> _Dataset excerpts_:
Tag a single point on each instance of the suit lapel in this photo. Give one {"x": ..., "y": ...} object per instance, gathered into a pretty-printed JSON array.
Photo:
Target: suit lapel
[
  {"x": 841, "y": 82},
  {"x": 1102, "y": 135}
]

> _Goal_:
Reproduce the entries with "suit lapel" swapped for "jacket lapel" everywhere it occurs, changing nothing else.

> _Final answer_:
Tag a single point on each instance of the jacket lapel in this photo. Give one {"x": ..., "y": ...} object per instance, gathered into a pretty-printed JSON array.
Photo:
Target: jacket lapel
[
  {"x": 841, "y": 82},
  {"x": 1102, "y": 135}
]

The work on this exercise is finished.